**Written exercise:**
Set down each record below precisely, skipping the pictures.

□ □ □ □

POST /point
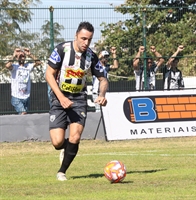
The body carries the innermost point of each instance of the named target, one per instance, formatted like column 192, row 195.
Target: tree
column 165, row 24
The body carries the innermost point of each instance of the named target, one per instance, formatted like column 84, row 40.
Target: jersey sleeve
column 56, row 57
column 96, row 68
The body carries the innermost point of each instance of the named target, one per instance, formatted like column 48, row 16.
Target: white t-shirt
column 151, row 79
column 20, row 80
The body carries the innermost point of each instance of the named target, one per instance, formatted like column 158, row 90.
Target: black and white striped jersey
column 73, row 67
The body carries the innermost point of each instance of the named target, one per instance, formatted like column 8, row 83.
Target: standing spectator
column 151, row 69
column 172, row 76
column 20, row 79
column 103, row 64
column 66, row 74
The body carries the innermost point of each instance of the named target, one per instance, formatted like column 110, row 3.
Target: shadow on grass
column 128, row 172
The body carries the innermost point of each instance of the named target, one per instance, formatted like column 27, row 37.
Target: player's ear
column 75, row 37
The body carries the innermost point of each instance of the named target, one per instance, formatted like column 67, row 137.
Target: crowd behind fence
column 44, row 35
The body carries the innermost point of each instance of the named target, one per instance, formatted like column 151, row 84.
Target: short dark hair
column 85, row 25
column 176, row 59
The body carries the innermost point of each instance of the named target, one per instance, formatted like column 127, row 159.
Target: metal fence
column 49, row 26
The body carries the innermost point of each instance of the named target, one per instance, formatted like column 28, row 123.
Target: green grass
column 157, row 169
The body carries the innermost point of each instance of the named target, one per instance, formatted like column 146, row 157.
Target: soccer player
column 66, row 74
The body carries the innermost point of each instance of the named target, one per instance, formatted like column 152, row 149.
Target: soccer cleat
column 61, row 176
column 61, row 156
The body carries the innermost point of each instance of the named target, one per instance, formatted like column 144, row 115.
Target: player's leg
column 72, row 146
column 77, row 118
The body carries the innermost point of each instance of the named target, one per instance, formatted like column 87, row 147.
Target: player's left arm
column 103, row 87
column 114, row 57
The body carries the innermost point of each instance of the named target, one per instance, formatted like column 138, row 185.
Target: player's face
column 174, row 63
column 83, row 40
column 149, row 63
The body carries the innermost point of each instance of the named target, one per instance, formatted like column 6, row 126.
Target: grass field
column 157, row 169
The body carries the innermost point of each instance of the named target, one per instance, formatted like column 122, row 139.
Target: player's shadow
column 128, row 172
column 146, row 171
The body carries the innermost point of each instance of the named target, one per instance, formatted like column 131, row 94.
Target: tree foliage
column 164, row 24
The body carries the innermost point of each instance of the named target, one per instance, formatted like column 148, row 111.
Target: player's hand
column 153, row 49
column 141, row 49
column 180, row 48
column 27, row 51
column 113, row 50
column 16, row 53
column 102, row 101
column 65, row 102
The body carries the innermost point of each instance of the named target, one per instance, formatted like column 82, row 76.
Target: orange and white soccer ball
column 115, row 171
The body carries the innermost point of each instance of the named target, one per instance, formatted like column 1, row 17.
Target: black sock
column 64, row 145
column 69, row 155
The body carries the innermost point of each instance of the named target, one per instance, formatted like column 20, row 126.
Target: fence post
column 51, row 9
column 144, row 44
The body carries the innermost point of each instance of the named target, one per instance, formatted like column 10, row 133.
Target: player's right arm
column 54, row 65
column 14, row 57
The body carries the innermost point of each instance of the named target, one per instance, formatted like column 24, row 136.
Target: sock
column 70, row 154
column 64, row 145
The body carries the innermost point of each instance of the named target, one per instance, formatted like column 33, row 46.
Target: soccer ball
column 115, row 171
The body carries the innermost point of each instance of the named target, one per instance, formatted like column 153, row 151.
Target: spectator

□ □ □ □

**The completed task:**
POST /point
The body carries the innermost point of each instance of the named target, one per instance, formatted like column 192, row 195.
Target: tree
column 165, row 24
The body carries the innermost point of each instance of the named target, one per instance, formatted like column 84, row 40.
Target: jersey sleeve
column 56, row 57
column 96, row 68
The body carries the innermost point of each instance of the named target, one per instance, formatted like column 48, row 16.
Target: white t-shirt
column 151, row 79
column 20, row 80
The body carries the innermost point of each instance of the named target, one per instance, formatted like column 158, row 90.
Target: black and white striped jersey
column 73, row 67
The body carries the innermost point of each instance of the named target, one per instance, formatted like column 8, row 83.
Target: standing spectator
column 151, row 69
column 172, row 76
column 20, row 79
column 103, row 64
column 66, row 74
The body carries the innermost point of each instance of the named target, one per instance, formatted like column 110, row 3.
Target: shadow on grass
column 128, row 172
The body carries the innermost point of each instance of the named target, one per instance, formatted like column 27, row 37.
Target: player's ear
column 75, row 37
The body carries the innermost point of each instance of the named target, one per instance, formatted like column 67, row 137.
Target: crowd behind fence
column 44, row 35
The body carries the innermost point of each instance of the named target, one per instance, formatted like column 151, row 84.
Target: short dark hair
column 85, row 25
column 176, row 59
The body carries the innermost point of each instance of the named target, one per instance, formatted like column 127, row 159.
Target: metal fence
column 49, row 26
The body carries the innermost point of each instance of the named target, one per instance, formatted like column 28, row 123.
Target: green grass
column 157, row 169
The body carries the innermost point of each instance of the named target, one per instance, formatted like column 146, row 157.
Target: soccer player
column 66, row 74
The body carries the innermost point of each instance of the named target, one per instance, formatted like column 152, row 149.
Target: soccer cleat
column 61, row 176
column 61, row 156
The body carries the innermost point of each instance of the named target, one per instance, formatted like column 144, row 115.
Target: player's leg
column 72, row 146
column 77, row 118
The body carries the innermost point of each instance of the named target, one per instance, formatted like column 87, row 147.
Target: player's left arm
column 103, row 87
column 114, row 57
The body carries the innermost point of each instance of the named target, one per instance, formatted like column 138, row 185.
Target: player's face
column 174, row 63
column 83, row 40
column 149, row 63
The body carries the innermost point of each instance of the named target, one per instance, formatted like column 6, row 126.
Target: grass field
column 157, row 169
The body carries the innermost point of each instance of the named target, one per instance, formatted like column 122, row 139.
Target: player's shadow
column 128, row 172
column 146, row 171
The body carries the innermost point of each instance of the named target, one per instance, formatted like column 131, row 94.
Target: tree foliage
column 164, row 24
The body carries the innermost point of each instance of the named target, one per instance, formatted like column 148, row 111.
Target: player's hand
column 153, row 49
column 141, row 49
column 180, row 48
column 27, row 51
column 113, row 50
column 16, row 53
column 102, row 101
column 65, row 102
The body carries the innermost point of each instance of the named target, one per instance, formatted like column 82, row 76.
Target: orange and white soccer ball
column 115, row 171
The body carries the innermost point of each instance of the named target, one per instance, formatted like column 1, row 17.
Target: black sock
column 64, row 145
column 69, row 155
The body carries the innermost point of each instance of the named target, one per instance, formatted like column 20, row 126.
Target: fence post
column 51, row 9
column 144, row 44
The body carries the innermost point of each instance of the named target, one per instance, formatted like column 10, row 133.
Target: player's right arm
column 54, row 65
column 14, row 57
The body carries the innermost point of each instance of the named target, one per instance, formatted like column 24, row 136.
Target: sock
column 70, row 154
column 64, row 145
The body carries the innermost point of each instance of the named target, one per instance, formatted like column 33, row 46.
Target: soccer ball
column 115, row 171
The body carries the innermost point of each instance of the named target, one per instance, formatted like column 153, row 151.
Target: spectator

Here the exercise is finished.